### Entries provided

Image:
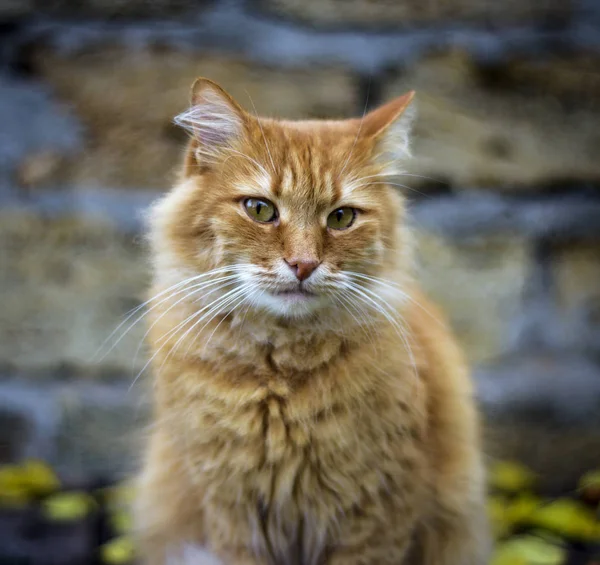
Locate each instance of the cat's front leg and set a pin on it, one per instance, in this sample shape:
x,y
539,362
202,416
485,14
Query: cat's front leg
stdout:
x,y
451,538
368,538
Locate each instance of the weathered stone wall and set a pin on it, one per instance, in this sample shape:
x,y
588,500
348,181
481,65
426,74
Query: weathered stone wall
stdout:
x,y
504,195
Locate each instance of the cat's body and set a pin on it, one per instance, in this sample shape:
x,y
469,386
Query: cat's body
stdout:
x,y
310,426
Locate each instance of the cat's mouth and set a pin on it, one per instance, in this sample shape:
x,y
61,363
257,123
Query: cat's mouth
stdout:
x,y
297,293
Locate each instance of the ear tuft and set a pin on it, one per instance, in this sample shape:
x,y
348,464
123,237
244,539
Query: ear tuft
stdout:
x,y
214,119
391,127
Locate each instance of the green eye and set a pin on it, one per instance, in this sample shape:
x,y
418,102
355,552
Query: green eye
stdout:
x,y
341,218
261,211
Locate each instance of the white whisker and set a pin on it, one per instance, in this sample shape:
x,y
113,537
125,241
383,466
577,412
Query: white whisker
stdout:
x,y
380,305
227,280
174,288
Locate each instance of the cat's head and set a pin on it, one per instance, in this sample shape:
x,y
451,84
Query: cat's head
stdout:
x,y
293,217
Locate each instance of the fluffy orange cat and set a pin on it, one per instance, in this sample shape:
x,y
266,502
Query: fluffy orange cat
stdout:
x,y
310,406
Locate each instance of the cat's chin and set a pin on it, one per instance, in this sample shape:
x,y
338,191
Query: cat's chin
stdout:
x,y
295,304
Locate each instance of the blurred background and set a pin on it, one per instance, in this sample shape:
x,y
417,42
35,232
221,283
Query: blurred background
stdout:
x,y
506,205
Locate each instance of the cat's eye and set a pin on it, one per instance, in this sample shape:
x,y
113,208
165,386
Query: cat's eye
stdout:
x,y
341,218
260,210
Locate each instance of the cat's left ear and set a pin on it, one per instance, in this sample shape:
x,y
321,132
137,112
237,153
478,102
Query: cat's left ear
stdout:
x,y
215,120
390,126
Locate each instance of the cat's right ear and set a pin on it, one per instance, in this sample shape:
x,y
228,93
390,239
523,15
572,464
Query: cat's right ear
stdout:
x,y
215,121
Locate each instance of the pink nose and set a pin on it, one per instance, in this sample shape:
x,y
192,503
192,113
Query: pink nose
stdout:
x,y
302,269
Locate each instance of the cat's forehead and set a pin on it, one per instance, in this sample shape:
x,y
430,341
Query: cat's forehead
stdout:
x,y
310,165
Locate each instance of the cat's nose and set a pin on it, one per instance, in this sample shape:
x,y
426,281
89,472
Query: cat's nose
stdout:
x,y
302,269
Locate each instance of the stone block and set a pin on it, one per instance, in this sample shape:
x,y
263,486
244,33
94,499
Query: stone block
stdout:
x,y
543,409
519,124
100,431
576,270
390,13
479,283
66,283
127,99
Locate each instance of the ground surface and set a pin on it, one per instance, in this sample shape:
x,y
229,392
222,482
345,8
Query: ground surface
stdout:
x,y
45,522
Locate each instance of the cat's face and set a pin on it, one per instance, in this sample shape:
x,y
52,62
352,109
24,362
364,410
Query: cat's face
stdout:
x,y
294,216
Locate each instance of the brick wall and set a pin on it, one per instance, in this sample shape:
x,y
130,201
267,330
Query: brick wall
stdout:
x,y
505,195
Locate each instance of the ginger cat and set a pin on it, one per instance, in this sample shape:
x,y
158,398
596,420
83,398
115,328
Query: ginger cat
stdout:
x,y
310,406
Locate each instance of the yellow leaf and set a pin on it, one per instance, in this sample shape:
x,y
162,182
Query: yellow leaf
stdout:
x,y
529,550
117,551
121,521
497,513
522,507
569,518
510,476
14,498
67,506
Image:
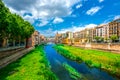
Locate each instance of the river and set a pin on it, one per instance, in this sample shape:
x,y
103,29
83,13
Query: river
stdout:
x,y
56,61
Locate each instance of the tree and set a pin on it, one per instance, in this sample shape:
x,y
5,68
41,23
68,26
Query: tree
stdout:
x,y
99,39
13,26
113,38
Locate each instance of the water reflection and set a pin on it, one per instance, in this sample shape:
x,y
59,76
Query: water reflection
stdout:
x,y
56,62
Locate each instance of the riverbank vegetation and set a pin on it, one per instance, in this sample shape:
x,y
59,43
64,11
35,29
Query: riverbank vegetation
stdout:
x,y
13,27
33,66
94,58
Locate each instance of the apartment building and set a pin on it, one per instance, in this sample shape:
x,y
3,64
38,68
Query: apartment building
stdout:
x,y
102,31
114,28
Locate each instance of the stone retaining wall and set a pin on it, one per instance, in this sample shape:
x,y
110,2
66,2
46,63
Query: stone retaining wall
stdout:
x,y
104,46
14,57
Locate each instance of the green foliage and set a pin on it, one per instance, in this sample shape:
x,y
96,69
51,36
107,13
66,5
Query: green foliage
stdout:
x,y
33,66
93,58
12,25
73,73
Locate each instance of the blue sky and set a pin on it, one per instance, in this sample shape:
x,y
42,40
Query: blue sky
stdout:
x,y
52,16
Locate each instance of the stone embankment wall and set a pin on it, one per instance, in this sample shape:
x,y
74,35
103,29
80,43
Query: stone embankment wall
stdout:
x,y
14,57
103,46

==

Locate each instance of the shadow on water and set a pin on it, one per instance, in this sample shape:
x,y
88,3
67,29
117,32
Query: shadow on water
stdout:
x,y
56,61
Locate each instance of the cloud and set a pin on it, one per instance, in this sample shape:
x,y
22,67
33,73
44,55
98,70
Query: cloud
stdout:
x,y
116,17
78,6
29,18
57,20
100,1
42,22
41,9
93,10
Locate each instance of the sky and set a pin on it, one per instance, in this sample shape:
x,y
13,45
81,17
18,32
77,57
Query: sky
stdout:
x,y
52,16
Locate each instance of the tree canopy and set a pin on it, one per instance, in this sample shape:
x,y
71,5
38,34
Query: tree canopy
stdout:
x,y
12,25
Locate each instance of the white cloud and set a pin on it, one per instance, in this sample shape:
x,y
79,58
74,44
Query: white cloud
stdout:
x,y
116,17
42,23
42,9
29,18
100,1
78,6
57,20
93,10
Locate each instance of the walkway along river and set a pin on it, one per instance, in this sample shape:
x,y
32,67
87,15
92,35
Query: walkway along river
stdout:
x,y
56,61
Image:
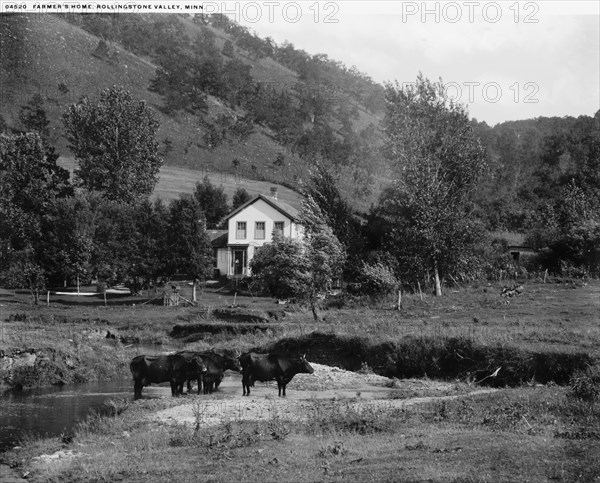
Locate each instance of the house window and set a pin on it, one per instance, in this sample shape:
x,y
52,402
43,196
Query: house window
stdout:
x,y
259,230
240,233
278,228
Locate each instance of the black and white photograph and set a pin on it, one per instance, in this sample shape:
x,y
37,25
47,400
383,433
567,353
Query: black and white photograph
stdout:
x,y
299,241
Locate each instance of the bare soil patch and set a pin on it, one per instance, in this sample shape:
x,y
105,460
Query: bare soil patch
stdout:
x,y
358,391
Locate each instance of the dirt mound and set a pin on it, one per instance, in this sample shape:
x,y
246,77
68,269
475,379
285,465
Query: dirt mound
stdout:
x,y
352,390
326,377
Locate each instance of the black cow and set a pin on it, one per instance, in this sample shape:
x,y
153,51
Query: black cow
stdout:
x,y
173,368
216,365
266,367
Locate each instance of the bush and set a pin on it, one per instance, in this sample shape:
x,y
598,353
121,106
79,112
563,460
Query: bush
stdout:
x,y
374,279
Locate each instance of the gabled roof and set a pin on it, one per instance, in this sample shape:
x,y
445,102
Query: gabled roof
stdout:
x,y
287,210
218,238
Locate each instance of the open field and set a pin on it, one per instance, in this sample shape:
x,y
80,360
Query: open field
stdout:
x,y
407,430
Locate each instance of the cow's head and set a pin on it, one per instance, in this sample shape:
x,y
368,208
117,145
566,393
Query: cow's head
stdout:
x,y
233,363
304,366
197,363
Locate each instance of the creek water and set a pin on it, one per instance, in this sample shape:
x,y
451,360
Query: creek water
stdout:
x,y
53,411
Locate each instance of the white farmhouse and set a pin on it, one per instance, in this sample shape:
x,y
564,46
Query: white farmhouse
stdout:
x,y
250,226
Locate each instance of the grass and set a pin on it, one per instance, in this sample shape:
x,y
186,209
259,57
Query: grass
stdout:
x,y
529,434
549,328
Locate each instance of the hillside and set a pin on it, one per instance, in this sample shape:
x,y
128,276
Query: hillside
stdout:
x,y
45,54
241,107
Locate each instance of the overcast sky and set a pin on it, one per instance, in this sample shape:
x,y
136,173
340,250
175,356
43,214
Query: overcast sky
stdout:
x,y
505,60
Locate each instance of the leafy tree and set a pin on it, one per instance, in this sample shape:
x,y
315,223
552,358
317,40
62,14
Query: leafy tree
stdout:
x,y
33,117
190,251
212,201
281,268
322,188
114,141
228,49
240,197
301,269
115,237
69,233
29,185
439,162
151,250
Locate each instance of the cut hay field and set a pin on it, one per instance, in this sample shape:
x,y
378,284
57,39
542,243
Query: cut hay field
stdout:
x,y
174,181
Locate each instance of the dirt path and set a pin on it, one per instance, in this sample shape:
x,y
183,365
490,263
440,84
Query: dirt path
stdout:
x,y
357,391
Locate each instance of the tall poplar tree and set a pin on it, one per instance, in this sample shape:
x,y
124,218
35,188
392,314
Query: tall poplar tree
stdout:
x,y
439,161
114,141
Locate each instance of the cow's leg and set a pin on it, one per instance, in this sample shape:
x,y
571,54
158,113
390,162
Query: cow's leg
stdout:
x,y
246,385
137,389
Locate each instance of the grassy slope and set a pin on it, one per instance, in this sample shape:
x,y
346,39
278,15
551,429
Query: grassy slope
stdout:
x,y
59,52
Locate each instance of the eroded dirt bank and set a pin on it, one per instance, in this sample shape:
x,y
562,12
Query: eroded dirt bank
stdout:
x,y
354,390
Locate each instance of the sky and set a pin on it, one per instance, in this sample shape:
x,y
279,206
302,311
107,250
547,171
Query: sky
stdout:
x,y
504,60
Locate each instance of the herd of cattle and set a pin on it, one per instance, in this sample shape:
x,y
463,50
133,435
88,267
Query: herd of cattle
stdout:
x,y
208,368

### What is expected
Count the lines above that contain the word "water". Reply with the number alone.

### Result for this task
6